▶

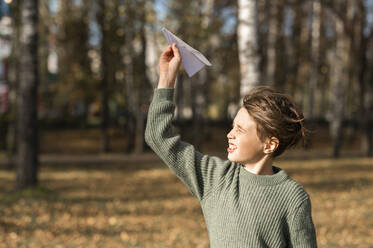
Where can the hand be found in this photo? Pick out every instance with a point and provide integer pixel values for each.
(169, 64)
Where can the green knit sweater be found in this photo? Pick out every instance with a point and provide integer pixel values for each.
(241, 209)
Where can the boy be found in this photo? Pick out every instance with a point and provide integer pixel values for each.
(246, 201)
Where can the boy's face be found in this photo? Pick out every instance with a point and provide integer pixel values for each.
(244, 144)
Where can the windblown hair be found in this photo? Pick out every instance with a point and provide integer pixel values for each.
(276, 115)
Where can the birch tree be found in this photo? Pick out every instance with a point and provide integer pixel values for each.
(27, 164)
(339, 79)
(247, 37)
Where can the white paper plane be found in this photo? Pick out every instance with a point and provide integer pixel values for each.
(192, 60)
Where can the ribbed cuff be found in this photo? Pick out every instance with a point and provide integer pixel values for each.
(164, 94)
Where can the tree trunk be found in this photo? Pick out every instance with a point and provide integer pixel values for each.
(339, 88)
(314, 56)
(272, 39)
(248, 45)
(27, 164)
(143, 86)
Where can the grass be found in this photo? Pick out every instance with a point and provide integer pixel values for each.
(145, 205)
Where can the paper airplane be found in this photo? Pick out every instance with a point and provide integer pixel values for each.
(192, 60)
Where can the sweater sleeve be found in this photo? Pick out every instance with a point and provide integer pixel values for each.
(302, 230)
(200, 173)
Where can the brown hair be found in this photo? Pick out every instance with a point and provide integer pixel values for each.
(276, 115)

◀

What the exercise asks:
Reproduce all of the lines above word for word, omitting the pictures.

Expected answer:
Where can the hand be found in this photo? Pick out every instance with a point and provide integer pixel values for each.
(169, 64)
Where can the green knit sweater be found in this photo? Pick out every instance with a point and provide integer pixel values for each.
(241, 209)
Where can the boy be found in this photo? Pick out every instance with a point and provide integer pixel values for each.
(246, 201)
Where can the boy's face be found in this photo? Pick out every instance with a point and provide integer pixel values for each.
(244, 144)
Where can the windblown hair be found in this photo? Pick out every instance with a point and provide integer pixel values for each.
(276, 115)
Where can the birch tree be found in this photo? Pick out every instance with a point and provide integer pixel values for each.
(27, 164)
(339, 79)
(247, 37)
Where can the white paper plane be found in this photo? Pick out every instance with a point and provide integer pixel values for each.
(192, 60)
Where can the ribbed cuff be found in this photo? Pick out every instance with a point and provide integer pixel values for each.
(164, 94)
Where can the tree trunk be found in this photo? Pick out every instance with a point and provide integer pixel values for each.
(339, 88)
(314, 56)
(272, 39)
(248, 45)
(27, 164)
(143, 86)
Where can the grass be found in this photo? Pick out every instance with a point and provide integer pixel values for each.
(145, 205)
Where can the paper airplane be found in this photo? Pick out every instance with a point and provide integer pixel values for each.
(192, 60)
Where can the sweater sleeve be found in this photo? Pick out every instance with a point and provide integer pixel values for each.
(302, 230)
(200, 173)
Where can the brown hair be found in this photo? Pick out every instance with a point and provide integer pixel values for each.
(276, 115)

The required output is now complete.